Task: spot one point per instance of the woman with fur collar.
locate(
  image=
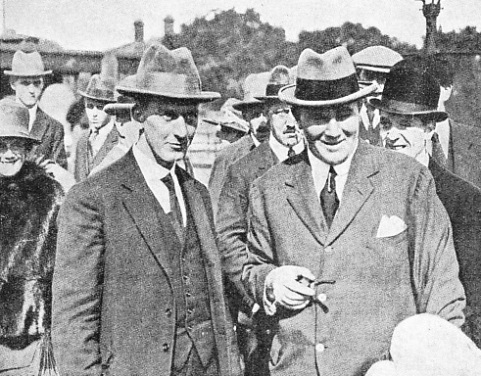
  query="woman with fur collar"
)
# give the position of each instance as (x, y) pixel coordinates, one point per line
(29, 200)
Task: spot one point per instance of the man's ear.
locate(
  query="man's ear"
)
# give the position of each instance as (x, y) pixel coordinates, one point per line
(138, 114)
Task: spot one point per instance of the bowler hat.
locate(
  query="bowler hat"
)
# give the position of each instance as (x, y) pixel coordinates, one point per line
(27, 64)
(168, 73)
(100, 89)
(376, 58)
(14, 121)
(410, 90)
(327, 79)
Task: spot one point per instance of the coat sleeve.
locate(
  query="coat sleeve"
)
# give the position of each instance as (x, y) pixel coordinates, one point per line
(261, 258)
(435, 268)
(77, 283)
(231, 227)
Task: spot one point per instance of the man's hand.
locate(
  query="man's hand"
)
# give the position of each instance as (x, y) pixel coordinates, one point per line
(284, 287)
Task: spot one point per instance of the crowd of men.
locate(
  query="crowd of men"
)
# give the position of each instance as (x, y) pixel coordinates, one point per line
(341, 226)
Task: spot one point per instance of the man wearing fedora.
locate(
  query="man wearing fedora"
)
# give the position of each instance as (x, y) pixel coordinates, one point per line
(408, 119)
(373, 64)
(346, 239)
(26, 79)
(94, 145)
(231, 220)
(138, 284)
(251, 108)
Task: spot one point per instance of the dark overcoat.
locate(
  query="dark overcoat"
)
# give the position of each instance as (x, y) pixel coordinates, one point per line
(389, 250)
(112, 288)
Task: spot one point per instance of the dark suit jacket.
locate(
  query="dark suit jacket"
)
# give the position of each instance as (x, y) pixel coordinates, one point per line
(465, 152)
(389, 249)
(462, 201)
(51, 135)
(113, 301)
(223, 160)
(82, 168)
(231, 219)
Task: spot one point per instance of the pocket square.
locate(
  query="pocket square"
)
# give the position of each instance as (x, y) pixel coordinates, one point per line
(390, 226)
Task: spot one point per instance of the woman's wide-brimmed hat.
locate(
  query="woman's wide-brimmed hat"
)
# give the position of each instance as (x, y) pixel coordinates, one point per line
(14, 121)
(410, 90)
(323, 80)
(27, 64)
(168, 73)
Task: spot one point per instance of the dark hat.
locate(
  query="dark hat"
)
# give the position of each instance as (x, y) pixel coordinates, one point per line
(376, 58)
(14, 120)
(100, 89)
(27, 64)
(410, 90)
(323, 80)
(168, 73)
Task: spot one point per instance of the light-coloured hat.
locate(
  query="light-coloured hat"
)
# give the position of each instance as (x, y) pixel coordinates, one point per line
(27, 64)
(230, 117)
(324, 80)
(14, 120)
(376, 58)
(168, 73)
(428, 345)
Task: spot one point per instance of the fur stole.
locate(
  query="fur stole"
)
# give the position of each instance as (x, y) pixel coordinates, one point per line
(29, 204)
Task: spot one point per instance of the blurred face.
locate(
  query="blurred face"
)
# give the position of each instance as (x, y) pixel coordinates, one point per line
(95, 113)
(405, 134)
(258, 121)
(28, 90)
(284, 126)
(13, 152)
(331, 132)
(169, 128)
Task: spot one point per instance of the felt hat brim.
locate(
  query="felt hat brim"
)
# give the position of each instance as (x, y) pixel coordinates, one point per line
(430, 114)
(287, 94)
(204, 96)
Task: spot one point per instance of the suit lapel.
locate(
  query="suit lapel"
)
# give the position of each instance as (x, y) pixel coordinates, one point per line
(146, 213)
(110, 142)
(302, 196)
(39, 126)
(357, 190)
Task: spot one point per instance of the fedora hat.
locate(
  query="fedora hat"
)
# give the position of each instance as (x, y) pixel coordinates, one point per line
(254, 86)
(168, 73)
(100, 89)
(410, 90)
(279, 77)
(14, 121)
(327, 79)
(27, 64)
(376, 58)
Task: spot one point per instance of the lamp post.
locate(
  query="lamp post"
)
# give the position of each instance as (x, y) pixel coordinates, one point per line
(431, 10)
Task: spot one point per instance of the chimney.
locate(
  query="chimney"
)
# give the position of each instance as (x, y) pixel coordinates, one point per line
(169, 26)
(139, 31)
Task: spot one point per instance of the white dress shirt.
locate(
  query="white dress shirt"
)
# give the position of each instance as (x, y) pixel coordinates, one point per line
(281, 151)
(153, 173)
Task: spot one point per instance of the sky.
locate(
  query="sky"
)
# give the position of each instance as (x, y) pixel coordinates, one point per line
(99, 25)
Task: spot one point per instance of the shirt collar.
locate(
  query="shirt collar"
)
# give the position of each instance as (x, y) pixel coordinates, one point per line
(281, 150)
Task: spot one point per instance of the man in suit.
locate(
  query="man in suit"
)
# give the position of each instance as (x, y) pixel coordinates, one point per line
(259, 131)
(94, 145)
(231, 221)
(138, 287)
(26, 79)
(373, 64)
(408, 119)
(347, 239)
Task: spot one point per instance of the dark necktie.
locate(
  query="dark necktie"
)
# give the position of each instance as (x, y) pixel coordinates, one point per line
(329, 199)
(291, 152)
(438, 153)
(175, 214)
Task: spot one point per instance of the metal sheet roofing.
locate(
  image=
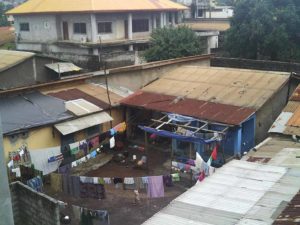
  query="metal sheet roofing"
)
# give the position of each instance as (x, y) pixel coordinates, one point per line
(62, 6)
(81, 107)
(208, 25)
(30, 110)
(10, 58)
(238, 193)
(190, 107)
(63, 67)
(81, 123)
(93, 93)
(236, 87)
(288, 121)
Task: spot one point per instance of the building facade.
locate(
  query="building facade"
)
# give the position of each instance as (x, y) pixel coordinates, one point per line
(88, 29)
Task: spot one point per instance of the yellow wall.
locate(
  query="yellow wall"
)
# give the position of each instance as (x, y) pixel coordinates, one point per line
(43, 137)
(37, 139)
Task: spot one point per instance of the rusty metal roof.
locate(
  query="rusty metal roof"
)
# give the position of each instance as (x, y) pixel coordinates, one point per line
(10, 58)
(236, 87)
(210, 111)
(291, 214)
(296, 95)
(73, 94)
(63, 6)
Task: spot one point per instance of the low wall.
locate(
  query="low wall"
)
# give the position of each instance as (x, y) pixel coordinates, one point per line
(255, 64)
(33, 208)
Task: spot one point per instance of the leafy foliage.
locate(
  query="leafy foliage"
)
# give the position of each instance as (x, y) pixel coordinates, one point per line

WHAT TO DO - Pictures are to be left out when the entries above are repeated exactly.

TASK OUTPUT -
Task: spot one point per instance of the woman with fur collar.
locate(
  image=
  query="woman with fur collar"
)
# give the position of each instance as (x, y) pixel coordinates, one point per line
(29, 200)
Task: spot one point per instance of the man's ear.
locate(
  query="man's ear"
)
# give the position of each instance as (x, y) pixel coordinates, one point per line
(138, 114)
Task: spot one point per instance of the bowler hat.
locate(
  query="bowler hat"
)
# give the position of each instance as (x, y) pixel coordinates, one point per line
(27, 64)
(168, 73)
(100, 89)
(376, 58)
(14, 121)
(410, 90)
(327, 79)
Task: spot one point per instance of the coat sleeve.
locate(
  query="coat sleeve"
)
# give the position of each instance as (x, y) pixel coordinates, one point per line
(261, 258)
(435, 268)
(77, 283)
(231, 227)
Task: spot one point per instance of the man's hand.
locate(
  query="man's hand"
)
# give the position of each instance as (x, y) pixel coordinates, one point per line
(284, 287)
Task: spot one point per instance of the crowd of men.
locate(
  query="crowd of men"
)
# give the position of each instance as (x, y) pixel coordinates, one point per line
(341, 226)
Task: spot one point per instance of the man wearing fedora.
locate(
  query="man wearing fedora"
)
# give the position of each instance as (x, y) pixel coordinates, one point per line
(408, 119)
(373, 64)
(346, 239)
(26, 79)
(94, 145)
(231, 220)
(138, 284)
(251, 108)
Task: spot one point per instance of the dark overcoat.
locate(
  query="dark overcoat"
)
# give the position of each instance as (x, y) pixel coordinates, one point per line
(389, 250)
(112, 288)
Task: spot one point per instance of the dark suit jacket.
locate(
  query="dark suit jacket"
)
# give the position of each instance as (x, y) pixel coordinates, one point per line
(465, 152)
(389, 249)
(462, 201)
(51, 135)
(113, 301)
(223, 160)
(82, 168)
(231, 219)
Task: spot one point per instance of the pocket square.
locate(
  query="pocket square"
)
# give the position of each instance as (x, y) pixel coordinates, one point per line
(390, 226)
Task: spot one point per instance of the woman's wide-brimmed hat.
locate(
  query="woman's wide-brimmed hat"
)
# give the position of each instance as (x, y) pixel coordinates, one point per line
(14, 121)
(410, 90)
(323, 80)
(27, 64)
(168, 73)
Task: spot one point per instance of the dark hat.
locate(
  query="dark hat"
)
# give the position of each instance as (x, y) pixel coordinates, one point per line
(376, 58)
(14, 120)
(100, 89)
(27, 64)
(410, 90)
(323, 80)
(168, 73)
Task: spot one point per instance of the light-coloured hat.
locate(
  query="light-coloured hat"
)
# give the position of each instance as (x, y) pixel coordinates, one point per line
(27, 64)
(230, 117)
(324, 80)
(14, 120)
(376, 58)
(168, 73)
(428, 345)
Task: spot one point per instance of the fur stole.
locate(
  query="fur stole"
)
# give the position of each instance as (x, y) pixel coordinates, one point per line
(29, 204)
Task: spot one point per instance of the blurred face.
locate(
  query="blurred face"
)
# give the position of each instance as (x, y) pixel coordinates, one point per line
(95, 113)
(405, 134)
(258, 121)
(28, 90)
(284, 126)
(13, 152)
(331, 132)
(169, 128)
Task: spot one point per instance of the felt hat brim.
locate(
  query="felt hat brim"
)
# give the position of each instance as (x, y) pixel coordinates, one point per line
(430, 114)
(287, 94)
(204, 96)
Task: spot one point per instance of the suit lapel.
locate(
  query="suit lapel"
)
# give the position of each instance as (x, y) pixel coordinates, one point per line
(146, 213)
(110, 142)
(302, 196)
(39, 126)
(357, 190)
Task: spot one point per instance of the fedora hat.
locate(
  query="fedora hat"
)
# give the position of each instance as (x, y) pixel coordinates, one point per line
(254, 86)
(168, 73)
(100, 89)
(410, 90)
(279, 77)
(14, 121)
(327, 79)
(27, 64)
(376, 58)
Task: spot one point per instance of the lamp post.
locate(
  query="lamp post"
)
# give the position of each instance as (x, y) pixel coordinates, one point per line
(431, 10)
Task: spot one point per instance of the chimney.
locate(
  query="chimney"
)
# give the position of each instance as (x, y) pixel coordinates, one point per line
(169, 26)
(139, 31)
Task: spot one point per instance of the white dress shirt.
locate(
  query="white dress shirt"
)
# give the position of each instance as (x, y) pixel coordinates, one point per line
(281, 151)
(153, 173)
Task: spot one point per instance of the sky.
locate(
  query="sky"
)
# give the position of each instance as (x, y) pixel coordinates, one point per line
(99, 25)
Task: spot one point per instance of the shirt collar.
locate(
  query="shirt collar"
)
# give the position of each instance as (x, y) pixel coordinates, one point per line
(281, 150)
Task: spot one point per instance of the man in suit.
locate(
  query="man in suit"
)
# give the position of each instance as (x, y) pixel coordinates, one point per line
(259, 131)
(94, 145)
(231, 221)
(138, 287)
(26, 79)
(373, 64)
(408, 119)
(347, 239)
Task: spot one point per instance of the dark necktie.
locate(
  query="dark necktie"
)
# give the position of each instance as (x, y) pixel coordinates, one point per line
(329, 199)
(291, 152)
(438, 153)
(175, 214)
Task: spot one point per instance of the metal sheet roofing.
locate(
  image=
  query="metal sheet roofing"
)
# give the position of each instance as (x, y) pixel coordinates, one point per line
(62, 6)
(81, 107)
(208, 25)
(30, 110)
(10, 58)
(238, 193)
(190, 107)
(63, 67)
(81, 123)
(93, 93)
(236, 87)
(288, 121)
Task: spot one point per instance of the building facade.
locate(
  query="building facade"
)
# give the position of each instance as (x, y) pixel coordinates, one point per line
(88, 29)
Task: spot one point per instance of the yellow wall.
locate(
  query="yellow wall"
)
# give the position of each instance as (x, y) pixel coordinates, one point per line
(43, 137)
(37, 139)
Task: spot one point per instance of the rusty metal roof.
locate(
  query="rusty metal roof"
)
# give the position of each instance as (x, y) pixel coordinates, one point per line
(10, 58)
(236, 87)
(210, 111)
(291, 214)
(296, 95)
(73, 94)
(63, 6)
Task: spot one point per instance of the low wall.
locate(
  query="low wall"
)
# give the position of each instance as (x, y) pixel coordinates, one point per line
(255, 64)
(33, 208)
Task: spot one point per instance of the leafy foliage.
locate(
  query="leafy foliage"
)
# give the position of each instance as (x, y) pixel coordinates, one point per line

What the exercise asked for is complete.